DATASET CONTENT |
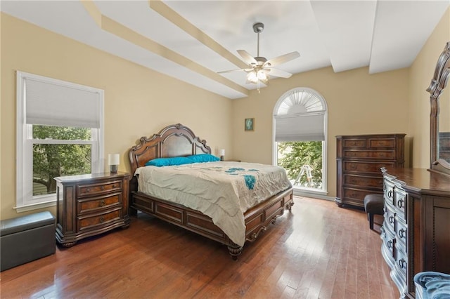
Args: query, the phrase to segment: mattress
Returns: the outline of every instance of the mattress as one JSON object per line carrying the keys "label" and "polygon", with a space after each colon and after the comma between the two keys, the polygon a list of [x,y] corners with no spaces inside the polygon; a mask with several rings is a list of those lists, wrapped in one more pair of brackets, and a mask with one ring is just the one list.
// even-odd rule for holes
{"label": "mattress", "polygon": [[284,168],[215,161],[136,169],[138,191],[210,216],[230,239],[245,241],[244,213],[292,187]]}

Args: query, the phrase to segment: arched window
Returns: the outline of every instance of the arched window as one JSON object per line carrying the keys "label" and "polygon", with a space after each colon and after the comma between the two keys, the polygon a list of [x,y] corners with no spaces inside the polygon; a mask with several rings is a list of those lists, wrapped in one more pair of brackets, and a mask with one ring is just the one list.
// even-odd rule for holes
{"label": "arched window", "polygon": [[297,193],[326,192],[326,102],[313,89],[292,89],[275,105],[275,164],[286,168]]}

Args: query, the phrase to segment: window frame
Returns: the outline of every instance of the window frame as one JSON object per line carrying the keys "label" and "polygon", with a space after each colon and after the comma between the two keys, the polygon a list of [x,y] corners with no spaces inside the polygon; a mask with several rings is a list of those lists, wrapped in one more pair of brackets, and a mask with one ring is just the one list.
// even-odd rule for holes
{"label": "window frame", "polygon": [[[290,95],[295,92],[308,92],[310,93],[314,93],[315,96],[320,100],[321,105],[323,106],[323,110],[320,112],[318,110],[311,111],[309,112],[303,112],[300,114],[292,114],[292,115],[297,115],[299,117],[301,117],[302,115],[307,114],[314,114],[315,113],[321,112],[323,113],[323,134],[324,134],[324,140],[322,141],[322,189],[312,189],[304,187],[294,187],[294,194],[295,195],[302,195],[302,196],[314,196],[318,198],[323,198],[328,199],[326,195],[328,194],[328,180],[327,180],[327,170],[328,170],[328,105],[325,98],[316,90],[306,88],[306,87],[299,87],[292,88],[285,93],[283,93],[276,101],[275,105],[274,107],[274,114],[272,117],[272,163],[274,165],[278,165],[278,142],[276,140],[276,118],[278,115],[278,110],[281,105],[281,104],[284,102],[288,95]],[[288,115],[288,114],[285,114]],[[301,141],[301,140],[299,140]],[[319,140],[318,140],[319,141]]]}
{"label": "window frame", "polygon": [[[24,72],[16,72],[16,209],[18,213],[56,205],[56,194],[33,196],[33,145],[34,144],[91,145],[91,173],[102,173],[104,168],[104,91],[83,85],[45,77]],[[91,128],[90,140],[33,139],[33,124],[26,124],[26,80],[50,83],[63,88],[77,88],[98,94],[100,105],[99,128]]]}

WHAT NEEDS TO BE DONE |
Please render everything from the line containing "Args: query, the phrase to segment: window" down to the end of the items as a Markdown table with the columns Row and Line, giving each line its own numbered row and leaving out blank lines.

EXERCISE OUTPUT |
| Row | Line |
|---|---|
| 1 | Args: query, the phrase to segment: window frame |
| 2 | Returns: the outline of every instance of the window frame as one JSON object per line carrying the keys "label" and "polygon", with a space after each colon and after the comma between the two keys, the polygon a list of [x,y] corners with no spaces inside the polygon; a mask with several rings is a list of those lists, wrapped in one more pair of brackets, and a mask with one ring is just the one list. |
| 3 | // even-odd rule for holes |
| 4 | {"label": "window frame", "polygon": [[[290,95],[295,92],[308,92],[310,93],[314,93],[315,96],[320,100],[321,105],[323,106],[323,110],[320,112],[318,110],[311,111],[309,112],[303,112],[300,114],[292,114],[292,115],[297,115],[299,117],[301,117],[302,115],[307,114],[314,114],[315,113],[321,112],[323,113],[323,134],[324,134],[324,140],[322,141],[322,189],[312,189],[304,187],[294,187],[294,194],[295,195],[302,195],[302,196],[314,196],[318,198],[323,198],[328,199],[326,195],[328,194],[328,180],[327,180],[327,170],[328,170],[328,105],[325,98],[316,90],[306,88],[306,87],[299,87],[292,88],[285,93],[283,93],[276,101],[275,105],[274,107],[274,114],[272,117],[272,163],[274,165],[278,165],[278,142],[276,140],[276,118],[278,115],[278,110],[281,105],[281,104],[284,102],[288,95]],[[288,115],[288,114],[285,114]],[[301,141],[301,140],[299,140]],[[319,140],[318,140],[319,141]]]} |
| 5 | {"label": "window frame", "polygon": [[[24,72],[16,72],[16,209],[18,213],[56,205],[56,194],[33,196],[33,145],[34,144],[91,145],[91,173],[102,173],[104,168],[104,91],[83,85],[45,77]],[[91,128],[90,140],[33,139],[33,124],[26,124],[26,80],[50,83],[63,88],[77,88],[98,94],[100,105],[99,128]]]} |